* Extracted material *

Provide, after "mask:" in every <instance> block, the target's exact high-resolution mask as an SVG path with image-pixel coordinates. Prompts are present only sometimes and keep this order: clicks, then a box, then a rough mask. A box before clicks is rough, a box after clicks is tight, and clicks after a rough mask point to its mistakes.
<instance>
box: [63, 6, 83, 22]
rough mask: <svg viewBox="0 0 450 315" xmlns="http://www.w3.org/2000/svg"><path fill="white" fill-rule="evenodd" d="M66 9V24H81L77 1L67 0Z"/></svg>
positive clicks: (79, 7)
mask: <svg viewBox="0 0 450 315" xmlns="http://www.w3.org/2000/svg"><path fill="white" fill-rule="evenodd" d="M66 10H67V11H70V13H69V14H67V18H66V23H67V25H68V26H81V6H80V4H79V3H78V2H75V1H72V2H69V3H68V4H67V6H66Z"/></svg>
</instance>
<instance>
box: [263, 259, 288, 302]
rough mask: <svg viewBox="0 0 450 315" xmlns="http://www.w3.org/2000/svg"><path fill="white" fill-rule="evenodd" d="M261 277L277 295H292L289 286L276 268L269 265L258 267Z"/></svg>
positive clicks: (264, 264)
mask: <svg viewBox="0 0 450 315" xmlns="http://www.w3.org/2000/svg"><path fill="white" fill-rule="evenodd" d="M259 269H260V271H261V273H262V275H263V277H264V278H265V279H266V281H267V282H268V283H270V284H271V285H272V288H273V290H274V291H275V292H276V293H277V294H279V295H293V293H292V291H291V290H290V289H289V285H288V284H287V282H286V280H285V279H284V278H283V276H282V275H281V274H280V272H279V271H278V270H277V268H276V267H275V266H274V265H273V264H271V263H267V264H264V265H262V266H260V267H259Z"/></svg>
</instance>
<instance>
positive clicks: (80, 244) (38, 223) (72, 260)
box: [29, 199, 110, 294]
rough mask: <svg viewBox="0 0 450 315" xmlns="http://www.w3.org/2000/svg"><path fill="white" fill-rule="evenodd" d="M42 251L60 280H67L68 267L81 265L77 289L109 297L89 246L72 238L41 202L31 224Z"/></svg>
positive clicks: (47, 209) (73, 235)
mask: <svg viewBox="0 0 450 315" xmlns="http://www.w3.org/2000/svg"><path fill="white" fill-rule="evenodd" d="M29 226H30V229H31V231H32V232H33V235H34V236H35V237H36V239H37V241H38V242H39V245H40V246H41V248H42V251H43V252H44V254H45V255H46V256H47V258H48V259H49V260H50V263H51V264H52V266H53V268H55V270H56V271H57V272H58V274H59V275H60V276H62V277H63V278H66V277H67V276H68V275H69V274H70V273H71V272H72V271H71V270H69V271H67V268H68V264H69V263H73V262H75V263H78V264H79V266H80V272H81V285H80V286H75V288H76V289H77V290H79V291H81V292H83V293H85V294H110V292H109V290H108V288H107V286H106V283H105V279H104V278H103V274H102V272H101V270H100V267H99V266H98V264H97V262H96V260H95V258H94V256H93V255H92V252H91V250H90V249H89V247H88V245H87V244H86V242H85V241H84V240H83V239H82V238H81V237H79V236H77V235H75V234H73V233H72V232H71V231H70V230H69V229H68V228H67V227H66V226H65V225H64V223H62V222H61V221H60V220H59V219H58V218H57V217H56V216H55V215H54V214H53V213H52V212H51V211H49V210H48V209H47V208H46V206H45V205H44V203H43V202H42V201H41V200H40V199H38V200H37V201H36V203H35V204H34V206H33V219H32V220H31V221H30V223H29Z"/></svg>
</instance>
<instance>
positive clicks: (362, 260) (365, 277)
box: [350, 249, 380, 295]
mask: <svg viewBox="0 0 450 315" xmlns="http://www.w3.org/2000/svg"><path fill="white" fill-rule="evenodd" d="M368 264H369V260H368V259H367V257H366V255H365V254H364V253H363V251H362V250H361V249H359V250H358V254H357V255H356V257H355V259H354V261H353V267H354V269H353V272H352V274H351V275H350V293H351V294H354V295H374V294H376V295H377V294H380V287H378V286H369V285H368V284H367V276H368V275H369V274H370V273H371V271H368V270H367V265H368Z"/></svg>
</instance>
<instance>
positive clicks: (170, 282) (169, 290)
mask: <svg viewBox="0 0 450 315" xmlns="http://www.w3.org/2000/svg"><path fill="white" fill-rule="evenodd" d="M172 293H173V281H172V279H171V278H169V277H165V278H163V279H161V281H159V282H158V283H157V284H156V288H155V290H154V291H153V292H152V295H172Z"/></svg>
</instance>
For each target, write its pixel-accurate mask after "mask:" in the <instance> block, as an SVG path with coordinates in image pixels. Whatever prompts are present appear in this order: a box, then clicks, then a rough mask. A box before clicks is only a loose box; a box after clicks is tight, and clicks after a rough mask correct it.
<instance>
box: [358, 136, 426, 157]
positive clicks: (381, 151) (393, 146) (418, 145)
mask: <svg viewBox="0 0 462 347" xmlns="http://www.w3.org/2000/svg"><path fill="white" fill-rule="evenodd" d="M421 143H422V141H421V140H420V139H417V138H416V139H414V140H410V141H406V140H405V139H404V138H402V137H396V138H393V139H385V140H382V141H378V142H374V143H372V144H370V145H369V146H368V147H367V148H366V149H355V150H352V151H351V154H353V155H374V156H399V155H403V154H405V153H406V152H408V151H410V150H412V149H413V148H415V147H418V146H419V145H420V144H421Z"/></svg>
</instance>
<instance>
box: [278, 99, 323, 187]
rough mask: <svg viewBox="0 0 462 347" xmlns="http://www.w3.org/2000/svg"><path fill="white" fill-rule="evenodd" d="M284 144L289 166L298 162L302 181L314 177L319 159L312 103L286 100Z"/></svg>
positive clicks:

* Exercise *
Copy the lines above, starting at the first one and ending at the line that contains "box: [29, 199, 110, 294]", with both included.

* Written answer *
Provide, after "mask:" in every <instance> block, the target's exact high-resolution mask as an SVG path with image-pixel coordinates. Prompts are present only sometimes and keep this order: clicks, then a box, then a rough mask. A box before clicks is rough, a box after clicks is tight, and clicks after a rough mask point to its mistakes.
<instance>
box: [63, 6, 83, 22]
rough mask: <svg viewBox="0 0 450 315" xmlns="http://www.w3.org/2000/svg"><path fill="white" fill-rule="evenodd" d="M66 9V24H81L77 1L67 0Z"/></svg>
positive clicks: (79, 7)
mask: <svg viewBox="0 0 450 315" xmlns="http://www.w3.org/2000/svg"><path fill="white" fill-rule="evenodd" d="M66 10H67V11H70V13H69V14H67V18H66V23H67V25H68V26H81V6H80V4H79V3H78V2H75V1H72V2H69V3H68V4H67V6H66Z"/></svg>
</instance>
<instance>
box: [263, 259, 288, 302]
rough mask: <svg viewBox="0 0 450 315" xmlns="http://www.w3.org/2000/svg"><path fill="white" fill-rule="evenodd" d="M261 277L277 295H292L289 286L276 268L269 265L258 267Z"/></svg>
positive clicks: (264, 264)
mask: <svg viewBox="0 0 450 315" xmlns="http://www.w3.org/2000/svg"><path fill="white" fill-rule="evenodd" d="M259 269H260V271H261V273H262V275H263V277H264V278H265V279H266V281H267V282H268V283H270V284H271V285H272V288H273V290H274V291H275V292H276V293H277V294H279V295H293V293H292V291H291V290H290V289H289V285H288V284H287V282H286V280H285V279H284V278H283V276H282V275H281V274H280V272H279V271H278V270H277V268H276V267H275V266H274V265H273V264H271V263H267V264H264V265H262V266H260V267H259Z"/></svg>
</instance>
<instance>
positive clicks: (80, 244) (38, 223) (72, 260)
box: [29, 199, 110, 294]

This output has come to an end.